— GIVEN PROBLEM —
Can you rewrite the records below with "pigeon's" replaced by "bird's" and everything else unchanged? Leave out the pictures.
[start EXTRACTED DATA]
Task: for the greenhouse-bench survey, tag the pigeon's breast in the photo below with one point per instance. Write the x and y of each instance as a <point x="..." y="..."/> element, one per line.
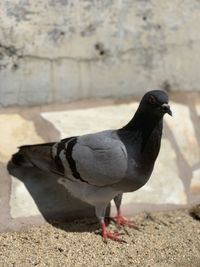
<point x="136" y="177"/>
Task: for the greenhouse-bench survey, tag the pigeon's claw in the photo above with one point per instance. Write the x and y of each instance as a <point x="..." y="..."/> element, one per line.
<point x="108" y="235"/>
<point x="123" y="221"/>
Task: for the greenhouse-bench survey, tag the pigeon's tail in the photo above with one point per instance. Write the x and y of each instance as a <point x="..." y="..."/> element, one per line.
[end EXTRACTED DATA]
— FINAL ANSWER —
Task: for the greenhouse-bench survey, tag the bird's breast in the photo below with one point per instance. Write the x and y of each instance as a <point x="..." y="..."/> element, one per line.
<point x="136" y="177"/>
Task: for the greenhouse-bench survey, tag the bird's claw in the photo above with one point per instance. Write the x and y of each instance as a <point x="..." y="..."/> element, one per line.
<point x="108" y="235"/>
<point x="123" y="221"/>
Task: for the greenhouse-bench survey, tag the bird's tail in the photo above with one point per instance. Write the x and y of each instance as a <point x="..." y="..."/> element, one per line.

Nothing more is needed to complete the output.